Texte à lire:
>>>
4. A propos du « Flash intérieur »
« Qu’étiez-vous en train de faire au moment où vous avez appris que la princesse Diana était morte ? »
Les personnes qui apprennent certaines nouvelles bouleversantes retiennent non seulement l’information elle-même, mais aussi le détail des circonstances (halo) qui l’accompagnent. Par exemple
beaucoup de personnes sont capables de dire où elles se trouvaient et ce qu’elles faisaient lorsqu’elles ont apprises la mort de Diana.
C’est comme si, écrivent Brown et Kulik, quelque part dans le cerveau s’activait un mécanisme de « Print Now ! » qui fixerait toute la scène sans faire de discrimination. Les souvenirs flashes,
écrit Conway, s’imposent à l’esprit avec une plus grande unité que les souvenirs « normaux » qui consistent partiellement en reconstructions et en interprétations. L’évocation de souvenirs
autobiographiques se fait le plus souvent graduellement, avec des souvenirs qui se précisent et se complètent progressivement.
<<<
Données à traiter:
>>>
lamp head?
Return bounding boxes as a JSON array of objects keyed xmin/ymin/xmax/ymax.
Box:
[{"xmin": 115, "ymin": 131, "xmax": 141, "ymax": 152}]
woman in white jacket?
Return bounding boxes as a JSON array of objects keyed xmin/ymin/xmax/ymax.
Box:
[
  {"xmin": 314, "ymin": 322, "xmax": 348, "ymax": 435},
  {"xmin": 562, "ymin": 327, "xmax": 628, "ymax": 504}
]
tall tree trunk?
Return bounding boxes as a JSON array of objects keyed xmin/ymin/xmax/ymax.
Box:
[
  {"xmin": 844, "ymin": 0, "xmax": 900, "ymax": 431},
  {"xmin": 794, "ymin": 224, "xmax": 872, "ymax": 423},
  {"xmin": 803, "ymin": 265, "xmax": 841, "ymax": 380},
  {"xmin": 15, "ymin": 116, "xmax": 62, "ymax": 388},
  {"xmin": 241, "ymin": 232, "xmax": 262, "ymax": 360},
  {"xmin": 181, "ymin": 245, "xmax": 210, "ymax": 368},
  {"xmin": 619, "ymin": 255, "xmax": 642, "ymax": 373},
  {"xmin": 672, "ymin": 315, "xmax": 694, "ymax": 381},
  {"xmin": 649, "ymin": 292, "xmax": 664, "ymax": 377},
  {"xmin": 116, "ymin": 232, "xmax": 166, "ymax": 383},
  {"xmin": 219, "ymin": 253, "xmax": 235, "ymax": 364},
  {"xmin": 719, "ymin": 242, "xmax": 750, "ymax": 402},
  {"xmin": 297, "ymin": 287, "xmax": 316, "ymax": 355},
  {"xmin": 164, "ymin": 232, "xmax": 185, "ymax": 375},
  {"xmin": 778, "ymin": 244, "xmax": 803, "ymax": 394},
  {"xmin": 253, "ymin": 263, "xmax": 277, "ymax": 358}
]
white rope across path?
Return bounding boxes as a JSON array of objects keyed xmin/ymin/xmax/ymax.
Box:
<<<
Consignes:
1. D'après le texte à lire, quel mécanisme Brown et Kulik comparent-ils à ce qui s'activerait quelque part dans le cerveau ?
2. Relevez chaque ligne des données qui contient la chaîne « white ». La casse compte.

Réponses attendues:
1. Un mécanisme de « Print Now ! » qui fixerait toute la scène sans faire de discrimination.

2.
woman in white jacket?
white rope across path?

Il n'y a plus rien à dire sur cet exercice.